> [EXERCISE INSTRUCTIONS]: Can you copy out all of the records below, replacing every "Usage example" with "Sample usage" and leaving everything else unchanged?

--- BEGIN TASK DATA ---

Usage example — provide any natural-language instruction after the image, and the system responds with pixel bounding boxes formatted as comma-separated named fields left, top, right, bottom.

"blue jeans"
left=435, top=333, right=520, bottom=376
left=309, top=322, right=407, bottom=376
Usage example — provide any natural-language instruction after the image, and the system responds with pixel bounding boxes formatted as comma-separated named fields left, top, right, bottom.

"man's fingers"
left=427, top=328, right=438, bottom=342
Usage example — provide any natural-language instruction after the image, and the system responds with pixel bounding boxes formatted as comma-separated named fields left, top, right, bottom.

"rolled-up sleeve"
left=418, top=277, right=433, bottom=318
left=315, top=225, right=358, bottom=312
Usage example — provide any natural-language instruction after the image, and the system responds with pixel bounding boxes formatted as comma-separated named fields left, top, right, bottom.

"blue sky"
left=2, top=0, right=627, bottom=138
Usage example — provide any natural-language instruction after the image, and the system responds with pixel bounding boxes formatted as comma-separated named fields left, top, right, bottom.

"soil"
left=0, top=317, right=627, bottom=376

--- END TASK DATA ---

> [PROBLEM SOLUTION]:
Sample usage — provide any natural-language instruction after the image, and the system responds with pixel bounding boxes formatted as comma-separated named fields left, top, right, bottom.

"blue jeans"
left=435, top=333, right=520, bottom=376
left=309, top=322, right=407, bottom=376
Sample usage — provide any natural-language instruction after the image, and the system responds with pixel bounding boxes formatted as comma-separated named fields left, top, right, bottom.

"man's fingers"
left=427, top=328, right=438, bottom=342
Sample usage — provide any natural-language instruction after the image, and the system responds with pixel bounding boxes formatted as comma-separated named fields left, top, right, bottom.

"rolled-up sleeve"
left=418, top=277, right=433, bottom=318
left=315, top=225, right=358, bottom=312
Sample usage — provide any natural-language instruction after the image, and the system responds with pixel bounding boxes formatted as comma-separated named fields left, top, right, bottom.

"blue sky"
left=2, top=0, right=627, bottom=138
Sample usage — provide any natural-language instruction after the image, and the system responds with pixel bounding boxes formatted as comma-separated named fields left, top, right, bottom.

"soil"
left=0, top=317, right=627, bottom=376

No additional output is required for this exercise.